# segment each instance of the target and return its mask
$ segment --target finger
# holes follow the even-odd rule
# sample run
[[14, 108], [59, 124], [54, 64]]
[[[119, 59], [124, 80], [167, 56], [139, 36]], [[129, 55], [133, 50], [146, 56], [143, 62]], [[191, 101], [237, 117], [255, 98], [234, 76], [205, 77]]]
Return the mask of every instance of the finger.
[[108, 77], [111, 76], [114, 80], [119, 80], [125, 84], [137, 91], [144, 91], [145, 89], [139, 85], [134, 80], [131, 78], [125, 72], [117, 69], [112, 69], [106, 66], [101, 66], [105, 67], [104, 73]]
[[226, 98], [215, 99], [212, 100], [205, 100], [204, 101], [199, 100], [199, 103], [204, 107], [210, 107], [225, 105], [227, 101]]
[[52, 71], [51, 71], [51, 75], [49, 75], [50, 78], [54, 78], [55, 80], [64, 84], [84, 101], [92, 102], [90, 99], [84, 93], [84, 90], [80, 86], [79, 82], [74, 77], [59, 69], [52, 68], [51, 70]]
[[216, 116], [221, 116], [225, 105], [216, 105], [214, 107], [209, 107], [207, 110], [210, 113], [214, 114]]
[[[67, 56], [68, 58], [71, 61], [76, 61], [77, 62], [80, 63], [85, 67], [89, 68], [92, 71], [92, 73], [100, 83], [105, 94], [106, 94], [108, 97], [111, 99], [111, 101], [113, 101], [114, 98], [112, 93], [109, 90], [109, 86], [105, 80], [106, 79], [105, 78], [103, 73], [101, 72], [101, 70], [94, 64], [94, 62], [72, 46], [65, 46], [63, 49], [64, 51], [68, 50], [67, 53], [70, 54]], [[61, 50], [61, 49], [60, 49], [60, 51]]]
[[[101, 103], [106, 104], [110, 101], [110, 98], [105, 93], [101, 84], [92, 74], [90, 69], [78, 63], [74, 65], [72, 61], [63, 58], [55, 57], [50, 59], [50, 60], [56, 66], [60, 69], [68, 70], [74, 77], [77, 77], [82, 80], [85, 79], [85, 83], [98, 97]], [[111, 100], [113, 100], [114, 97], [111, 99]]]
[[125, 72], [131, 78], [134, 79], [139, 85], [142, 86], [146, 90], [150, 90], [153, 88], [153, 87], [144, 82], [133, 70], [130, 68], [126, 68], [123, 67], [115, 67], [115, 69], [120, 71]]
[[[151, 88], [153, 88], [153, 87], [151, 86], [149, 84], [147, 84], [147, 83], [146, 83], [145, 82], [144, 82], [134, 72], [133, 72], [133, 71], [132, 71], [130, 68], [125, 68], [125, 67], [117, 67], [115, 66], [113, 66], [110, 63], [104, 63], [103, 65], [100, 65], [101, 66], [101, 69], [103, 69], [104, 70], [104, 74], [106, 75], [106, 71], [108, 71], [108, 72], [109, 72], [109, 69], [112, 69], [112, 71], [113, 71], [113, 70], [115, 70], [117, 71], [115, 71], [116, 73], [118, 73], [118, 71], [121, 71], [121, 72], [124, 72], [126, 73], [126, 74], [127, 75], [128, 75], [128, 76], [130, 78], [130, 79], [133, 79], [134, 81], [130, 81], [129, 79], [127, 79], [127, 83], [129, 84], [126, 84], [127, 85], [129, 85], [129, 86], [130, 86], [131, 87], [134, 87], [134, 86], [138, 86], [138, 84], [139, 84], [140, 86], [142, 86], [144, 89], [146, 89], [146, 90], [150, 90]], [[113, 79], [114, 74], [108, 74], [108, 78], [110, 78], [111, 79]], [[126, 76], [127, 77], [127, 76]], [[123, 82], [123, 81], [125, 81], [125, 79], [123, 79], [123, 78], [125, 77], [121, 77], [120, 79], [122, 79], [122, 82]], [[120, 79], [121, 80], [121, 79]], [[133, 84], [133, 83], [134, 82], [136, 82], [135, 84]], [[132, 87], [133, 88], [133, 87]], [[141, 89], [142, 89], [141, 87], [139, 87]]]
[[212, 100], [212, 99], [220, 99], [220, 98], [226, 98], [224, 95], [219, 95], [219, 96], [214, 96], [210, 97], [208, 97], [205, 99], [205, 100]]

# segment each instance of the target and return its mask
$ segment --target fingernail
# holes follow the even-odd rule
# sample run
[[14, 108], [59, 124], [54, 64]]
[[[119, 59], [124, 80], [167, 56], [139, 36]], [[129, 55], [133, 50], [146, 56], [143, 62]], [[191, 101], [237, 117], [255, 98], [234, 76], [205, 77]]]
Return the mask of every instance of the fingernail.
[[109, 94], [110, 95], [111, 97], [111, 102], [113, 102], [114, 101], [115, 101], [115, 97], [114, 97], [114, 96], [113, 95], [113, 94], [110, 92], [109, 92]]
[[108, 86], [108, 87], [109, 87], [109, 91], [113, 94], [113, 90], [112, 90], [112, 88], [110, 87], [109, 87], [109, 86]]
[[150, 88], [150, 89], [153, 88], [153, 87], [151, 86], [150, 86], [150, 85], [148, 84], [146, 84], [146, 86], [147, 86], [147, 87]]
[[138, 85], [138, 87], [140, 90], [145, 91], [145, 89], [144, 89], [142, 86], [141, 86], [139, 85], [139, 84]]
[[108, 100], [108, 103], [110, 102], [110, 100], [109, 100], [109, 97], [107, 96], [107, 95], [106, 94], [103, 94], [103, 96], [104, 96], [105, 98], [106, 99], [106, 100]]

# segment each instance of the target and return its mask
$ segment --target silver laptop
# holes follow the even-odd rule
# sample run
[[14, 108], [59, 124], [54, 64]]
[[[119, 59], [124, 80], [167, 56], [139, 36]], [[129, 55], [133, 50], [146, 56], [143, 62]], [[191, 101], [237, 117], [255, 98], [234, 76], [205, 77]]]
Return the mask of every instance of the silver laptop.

★ ★ ★ ★

What the exercise asks: From the items above, pull out every line that contains the string "silver". Uppercase and lowercase count as different.

Answer in full:
$ segment --target silver laptop
Return the mask of every instance of the silver laptop.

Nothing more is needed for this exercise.